=== Begin Enclosure ===

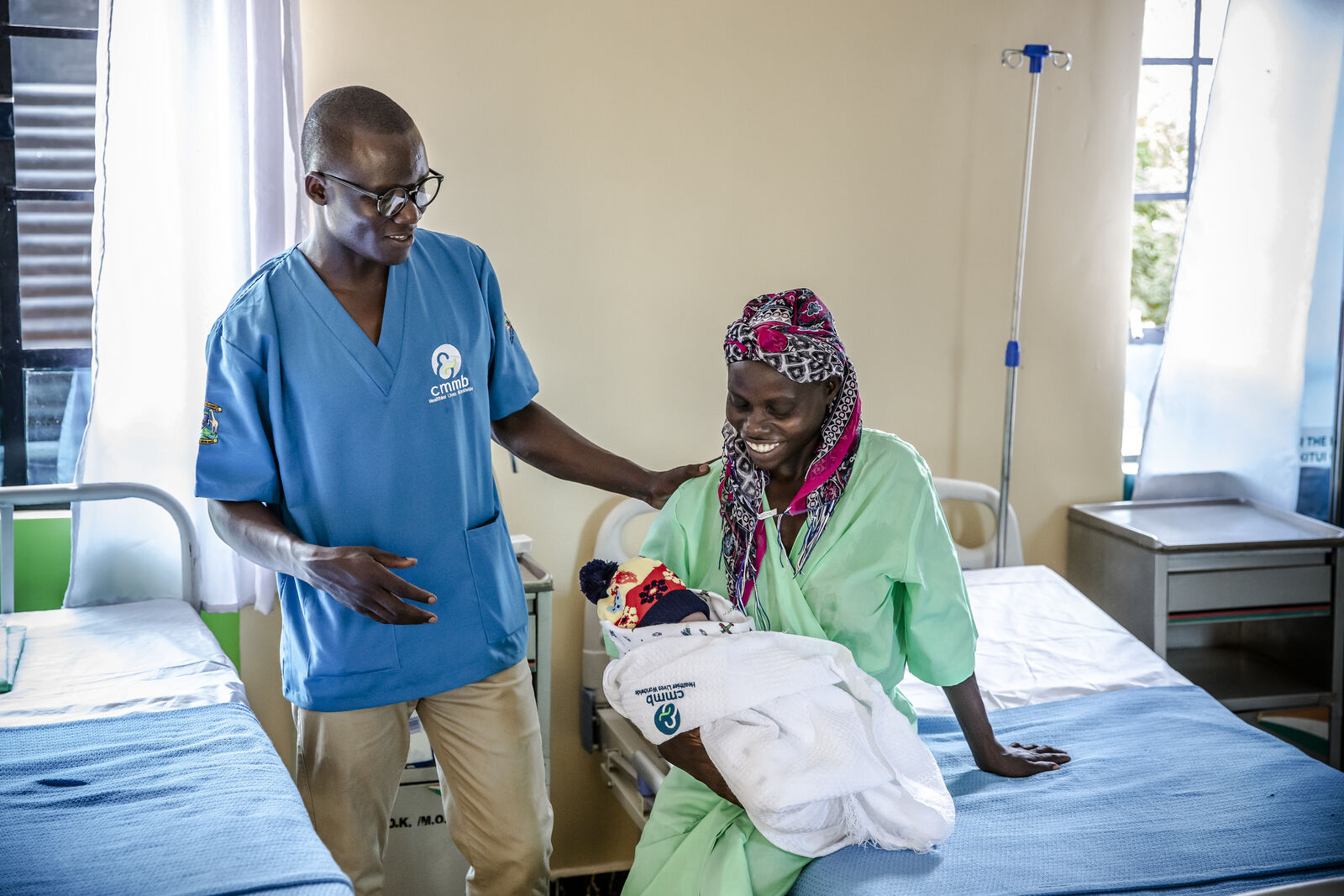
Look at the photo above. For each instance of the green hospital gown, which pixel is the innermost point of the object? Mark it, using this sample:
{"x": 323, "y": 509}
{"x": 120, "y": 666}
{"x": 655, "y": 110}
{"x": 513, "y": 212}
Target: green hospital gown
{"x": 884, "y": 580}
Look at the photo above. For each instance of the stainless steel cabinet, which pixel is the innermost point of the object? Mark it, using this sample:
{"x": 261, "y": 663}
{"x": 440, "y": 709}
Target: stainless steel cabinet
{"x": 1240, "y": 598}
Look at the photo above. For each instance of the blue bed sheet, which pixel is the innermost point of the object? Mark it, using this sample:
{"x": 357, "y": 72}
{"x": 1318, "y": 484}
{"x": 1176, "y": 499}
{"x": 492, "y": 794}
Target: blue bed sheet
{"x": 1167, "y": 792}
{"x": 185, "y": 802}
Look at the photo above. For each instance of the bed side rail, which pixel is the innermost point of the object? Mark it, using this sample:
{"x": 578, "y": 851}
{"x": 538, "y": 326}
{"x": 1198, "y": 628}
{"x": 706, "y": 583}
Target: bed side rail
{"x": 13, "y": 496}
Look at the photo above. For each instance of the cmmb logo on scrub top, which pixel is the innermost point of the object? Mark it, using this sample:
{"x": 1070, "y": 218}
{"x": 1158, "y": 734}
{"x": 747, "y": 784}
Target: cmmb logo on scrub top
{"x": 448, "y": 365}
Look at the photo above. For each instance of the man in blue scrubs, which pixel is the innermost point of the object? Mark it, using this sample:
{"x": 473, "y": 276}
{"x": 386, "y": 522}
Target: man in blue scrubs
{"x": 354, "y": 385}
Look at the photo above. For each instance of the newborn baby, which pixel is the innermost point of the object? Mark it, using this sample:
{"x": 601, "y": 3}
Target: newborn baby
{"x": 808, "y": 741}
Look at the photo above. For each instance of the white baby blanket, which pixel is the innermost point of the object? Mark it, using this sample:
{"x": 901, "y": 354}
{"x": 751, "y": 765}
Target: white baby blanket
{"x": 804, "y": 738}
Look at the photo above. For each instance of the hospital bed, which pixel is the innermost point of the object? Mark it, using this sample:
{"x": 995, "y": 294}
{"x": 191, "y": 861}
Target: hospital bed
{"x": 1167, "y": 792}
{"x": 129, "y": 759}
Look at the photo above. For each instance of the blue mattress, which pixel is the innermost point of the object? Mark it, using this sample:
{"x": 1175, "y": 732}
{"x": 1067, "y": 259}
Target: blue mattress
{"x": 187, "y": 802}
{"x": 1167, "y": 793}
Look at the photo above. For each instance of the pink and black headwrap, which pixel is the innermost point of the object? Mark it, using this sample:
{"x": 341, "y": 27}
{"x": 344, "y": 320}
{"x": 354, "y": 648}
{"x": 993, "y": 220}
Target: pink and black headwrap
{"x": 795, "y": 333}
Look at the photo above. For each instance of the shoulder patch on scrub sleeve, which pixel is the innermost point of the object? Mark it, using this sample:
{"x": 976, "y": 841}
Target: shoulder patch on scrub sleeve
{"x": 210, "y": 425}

=== End Enclosure ===

- _PROBLEM_
The answer is the line containing "Look at the photo above. For each instance of the shoulder" together with every line after it in the records, repeated exactly and with nothing else.

- _ANSWER BOX_
Look at the photo above. For each instance of the shoulder patch on scrub sleeve, which pixel is the innermost point of the object? Mark it, using this sample:
{"x": 976, "y": 841}
Target: shoulder patch on scrub sleeve
{"x": 210, "y": 425}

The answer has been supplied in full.